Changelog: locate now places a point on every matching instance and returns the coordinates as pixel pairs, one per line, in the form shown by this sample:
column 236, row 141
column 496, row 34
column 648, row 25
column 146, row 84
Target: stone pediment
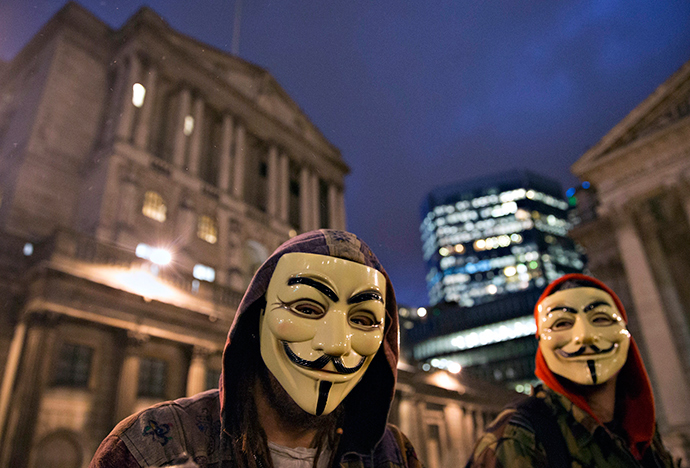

══════

- [WORK TO BE COMPLETED]:
Each record above must be retyped exactly as given, with the images excluded.

- [OUTPUT FOR THIS EXERCISE]:
Changelog: locate now places a point on every matching instance and returns the coordinates as pixel pairs, one per line, in the form shown by this sample:
column 236, row 141
column 496, row 34
column 648, row 25
column 146, row 84
Target: stone pediment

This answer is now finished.